- **ABOUT THIS TASK**
Where does the string "below" occur in the records? Copy each line that holds it.

START SUPPLIED ENTRIES

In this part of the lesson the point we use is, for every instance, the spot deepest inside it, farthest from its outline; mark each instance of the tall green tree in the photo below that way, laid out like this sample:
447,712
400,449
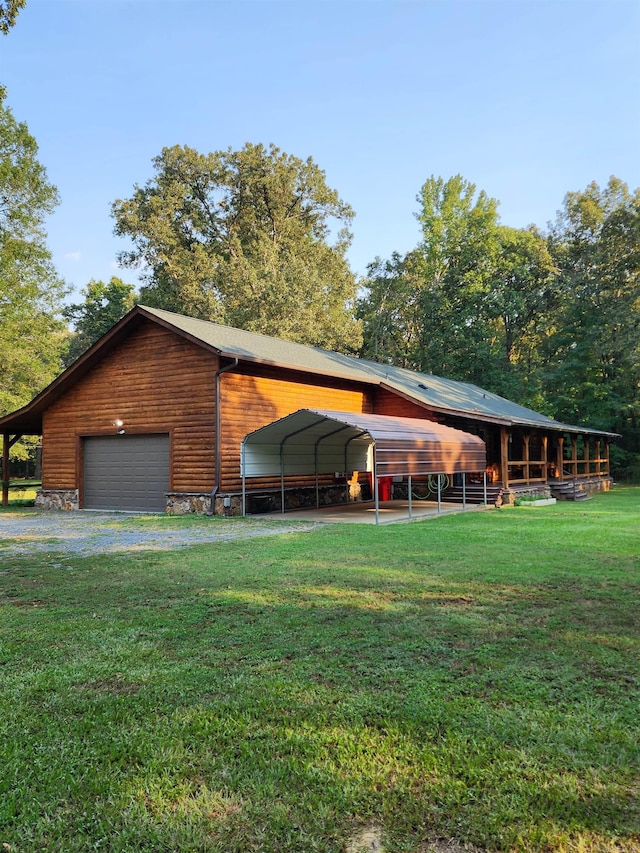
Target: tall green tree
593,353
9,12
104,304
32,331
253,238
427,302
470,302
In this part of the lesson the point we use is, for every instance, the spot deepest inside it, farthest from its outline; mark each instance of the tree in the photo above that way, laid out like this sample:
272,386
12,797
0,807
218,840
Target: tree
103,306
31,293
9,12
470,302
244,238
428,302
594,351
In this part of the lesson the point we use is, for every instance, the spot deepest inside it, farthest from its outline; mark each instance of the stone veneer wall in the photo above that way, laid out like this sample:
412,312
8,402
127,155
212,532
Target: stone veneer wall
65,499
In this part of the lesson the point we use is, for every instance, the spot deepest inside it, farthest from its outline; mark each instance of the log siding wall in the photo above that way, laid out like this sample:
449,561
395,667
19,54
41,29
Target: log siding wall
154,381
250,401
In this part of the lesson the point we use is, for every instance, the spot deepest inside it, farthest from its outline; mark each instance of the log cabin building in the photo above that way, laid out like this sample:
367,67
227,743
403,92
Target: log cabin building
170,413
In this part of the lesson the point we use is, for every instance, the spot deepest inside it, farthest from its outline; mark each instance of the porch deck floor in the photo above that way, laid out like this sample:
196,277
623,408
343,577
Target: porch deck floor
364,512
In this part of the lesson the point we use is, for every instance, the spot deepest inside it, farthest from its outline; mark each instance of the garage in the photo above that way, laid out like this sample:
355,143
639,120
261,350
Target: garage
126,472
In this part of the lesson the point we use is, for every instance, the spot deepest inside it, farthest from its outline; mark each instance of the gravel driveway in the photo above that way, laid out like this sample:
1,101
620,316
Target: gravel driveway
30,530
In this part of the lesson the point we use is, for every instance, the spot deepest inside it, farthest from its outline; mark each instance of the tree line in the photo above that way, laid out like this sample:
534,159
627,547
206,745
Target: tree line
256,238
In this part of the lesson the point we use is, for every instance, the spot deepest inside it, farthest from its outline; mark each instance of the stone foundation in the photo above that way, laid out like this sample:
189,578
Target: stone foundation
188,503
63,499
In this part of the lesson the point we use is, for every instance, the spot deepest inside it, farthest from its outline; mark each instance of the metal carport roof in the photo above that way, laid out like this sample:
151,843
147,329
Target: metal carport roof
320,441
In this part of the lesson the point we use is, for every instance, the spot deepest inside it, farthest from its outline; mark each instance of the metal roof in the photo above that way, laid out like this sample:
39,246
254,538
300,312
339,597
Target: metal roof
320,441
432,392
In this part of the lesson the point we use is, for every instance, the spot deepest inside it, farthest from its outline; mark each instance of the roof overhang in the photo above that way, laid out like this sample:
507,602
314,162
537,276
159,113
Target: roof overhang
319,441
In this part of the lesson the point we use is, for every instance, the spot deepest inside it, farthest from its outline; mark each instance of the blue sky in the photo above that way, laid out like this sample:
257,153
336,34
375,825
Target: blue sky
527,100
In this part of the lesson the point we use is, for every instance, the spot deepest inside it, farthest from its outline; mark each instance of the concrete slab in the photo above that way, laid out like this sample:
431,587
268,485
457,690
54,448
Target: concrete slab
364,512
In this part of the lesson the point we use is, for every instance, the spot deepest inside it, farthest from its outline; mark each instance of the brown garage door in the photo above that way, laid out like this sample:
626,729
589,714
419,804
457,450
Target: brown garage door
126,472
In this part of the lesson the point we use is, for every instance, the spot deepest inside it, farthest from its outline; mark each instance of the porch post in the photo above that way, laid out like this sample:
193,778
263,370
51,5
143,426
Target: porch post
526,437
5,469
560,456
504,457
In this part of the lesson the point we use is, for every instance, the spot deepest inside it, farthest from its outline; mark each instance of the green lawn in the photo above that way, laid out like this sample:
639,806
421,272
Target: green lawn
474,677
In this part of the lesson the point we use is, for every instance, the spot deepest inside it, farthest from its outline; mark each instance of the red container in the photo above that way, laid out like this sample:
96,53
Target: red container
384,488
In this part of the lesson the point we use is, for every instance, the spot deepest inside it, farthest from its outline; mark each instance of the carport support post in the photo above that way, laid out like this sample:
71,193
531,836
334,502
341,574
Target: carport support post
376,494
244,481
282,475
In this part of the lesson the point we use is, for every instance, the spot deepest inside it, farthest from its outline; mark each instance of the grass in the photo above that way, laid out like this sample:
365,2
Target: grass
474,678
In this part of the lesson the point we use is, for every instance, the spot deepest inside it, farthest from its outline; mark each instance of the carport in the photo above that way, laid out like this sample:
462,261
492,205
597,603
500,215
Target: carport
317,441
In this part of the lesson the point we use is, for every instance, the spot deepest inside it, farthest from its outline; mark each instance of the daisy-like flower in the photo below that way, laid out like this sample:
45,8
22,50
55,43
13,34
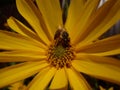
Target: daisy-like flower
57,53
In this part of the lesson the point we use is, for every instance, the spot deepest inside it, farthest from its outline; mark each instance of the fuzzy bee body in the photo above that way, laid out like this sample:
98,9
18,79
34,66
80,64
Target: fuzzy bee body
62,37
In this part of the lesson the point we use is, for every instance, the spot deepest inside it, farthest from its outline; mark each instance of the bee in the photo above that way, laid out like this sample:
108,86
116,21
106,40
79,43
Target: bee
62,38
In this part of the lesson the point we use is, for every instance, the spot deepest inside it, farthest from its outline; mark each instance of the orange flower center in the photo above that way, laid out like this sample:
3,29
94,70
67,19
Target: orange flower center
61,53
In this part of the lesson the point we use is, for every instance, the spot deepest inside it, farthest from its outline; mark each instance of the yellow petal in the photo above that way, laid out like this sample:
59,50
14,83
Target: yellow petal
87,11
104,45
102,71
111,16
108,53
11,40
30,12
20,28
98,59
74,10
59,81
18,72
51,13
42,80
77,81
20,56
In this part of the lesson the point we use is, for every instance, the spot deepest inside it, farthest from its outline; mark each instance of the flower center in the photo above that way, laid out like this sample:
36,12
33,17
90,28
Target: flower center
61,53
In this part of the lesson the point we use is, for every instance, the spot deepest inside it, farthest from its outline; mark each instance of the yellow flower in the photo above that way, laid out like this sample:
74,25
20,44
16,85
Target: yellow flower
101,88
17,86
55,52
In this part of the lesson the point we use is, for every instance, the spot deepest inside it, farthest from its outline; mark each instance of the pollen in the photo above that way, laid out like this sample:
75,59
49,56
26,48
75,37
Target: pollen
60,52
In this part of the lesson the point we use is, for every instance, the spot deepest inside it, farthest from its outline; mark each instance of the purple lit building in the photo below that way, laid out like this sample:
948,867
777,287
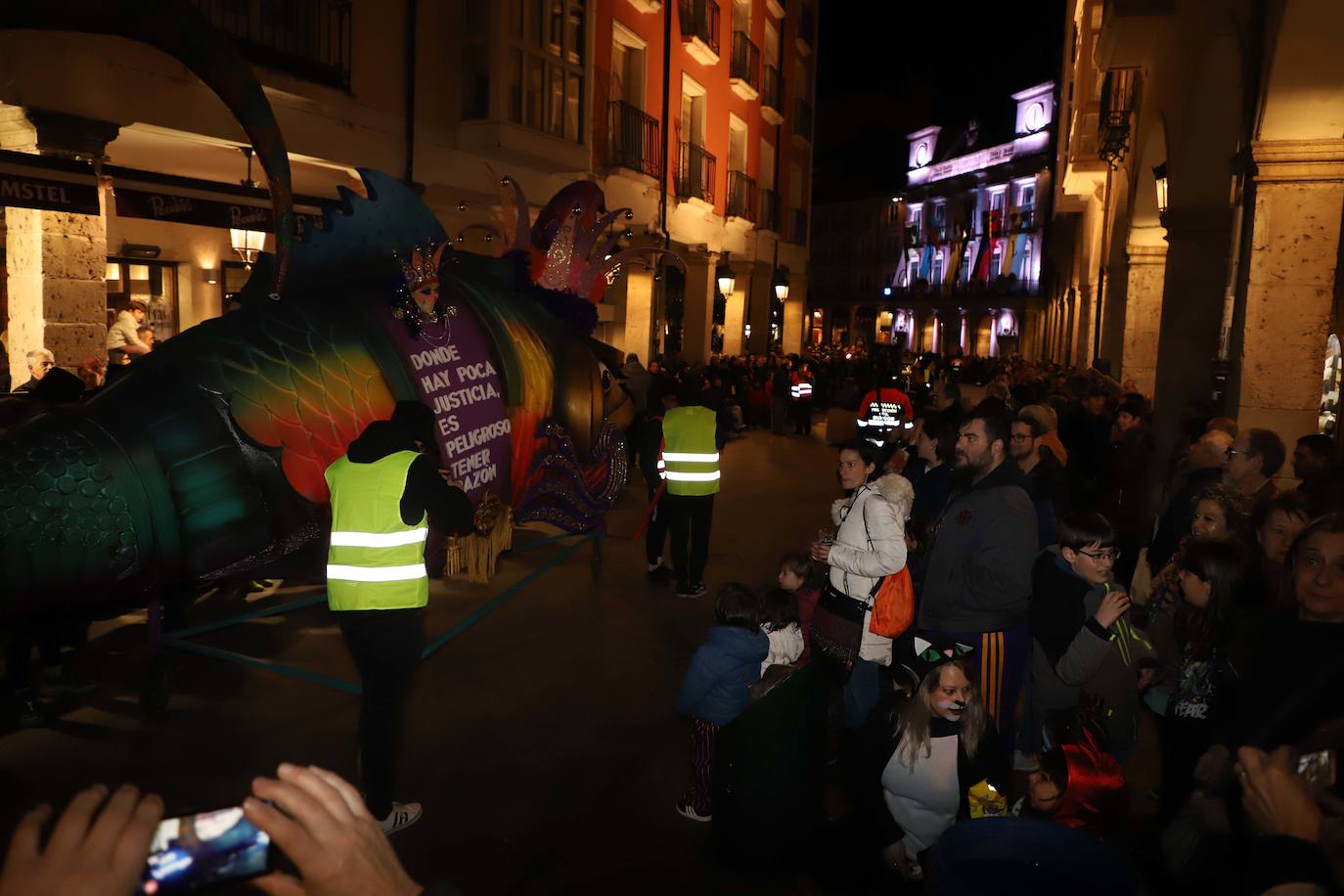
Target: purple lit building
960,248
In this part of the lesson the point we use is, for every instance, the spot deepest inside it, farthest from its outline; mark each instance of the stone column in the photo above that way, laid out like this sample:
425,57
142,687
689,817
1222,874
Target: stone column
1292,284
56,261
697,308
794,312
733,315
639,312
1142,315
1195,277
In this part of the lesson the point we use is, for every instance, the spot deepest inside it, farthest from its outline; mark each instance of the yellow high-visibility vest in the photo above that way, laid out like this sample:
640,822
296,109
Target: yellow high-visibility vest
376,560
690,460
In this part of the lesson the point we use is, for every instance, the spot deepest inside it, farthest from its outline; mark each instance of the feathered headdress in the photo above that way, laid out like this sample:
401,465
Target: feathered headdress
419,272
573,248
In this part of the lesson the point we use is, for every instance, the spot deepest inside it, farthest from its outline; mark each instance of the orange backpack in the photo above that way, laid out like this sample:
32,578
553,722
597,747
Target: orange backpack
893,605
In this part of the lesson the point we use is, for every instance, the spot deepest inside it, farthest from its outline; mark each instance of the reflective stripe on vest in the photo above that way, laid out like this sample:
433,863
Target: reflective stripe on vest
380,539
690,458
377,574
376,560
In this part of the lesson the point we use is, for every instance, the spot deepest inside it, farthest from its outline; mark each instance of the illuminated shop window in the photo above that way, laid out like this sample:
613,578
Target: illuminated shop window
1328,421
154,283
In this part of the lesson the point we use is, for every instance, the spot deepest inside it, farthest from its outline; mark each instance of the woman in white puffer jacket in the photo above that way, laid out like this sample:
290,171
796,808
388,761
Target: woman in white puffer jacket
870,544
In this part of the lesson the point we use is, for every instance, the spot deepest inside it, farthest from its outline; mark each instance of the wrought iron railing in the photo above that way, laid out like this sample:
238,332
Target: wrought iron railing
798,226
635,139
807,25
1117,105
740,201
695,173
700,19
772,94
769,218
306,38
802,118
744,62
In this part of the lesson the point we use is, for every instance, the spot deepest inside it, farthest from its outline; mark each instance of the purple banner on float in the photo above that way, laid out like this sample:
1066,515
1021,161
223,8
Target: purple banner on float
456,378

END SUPPLIED ENTRIES

- **RESPONSE FOR THIS EXERCISE**
In this part of the lesson the point we use is, for every instance, the spot deepest inside it, farthest from its outline; mark each instance of the tall green tree in the photo below that way, laid out like this sample:
In this part of the lesson the point we use is, for every instance, the spot deepest inside it, farthest from its outline; mark each instance of the daisy-like flower in the photo below that way, laid out like this sample:
In this part of the lesson the point we use is, for every instance, the spot deepest inside it, farthest from its outline; mark each instance of the purple lit building in the photo below that way, laid out like this sample:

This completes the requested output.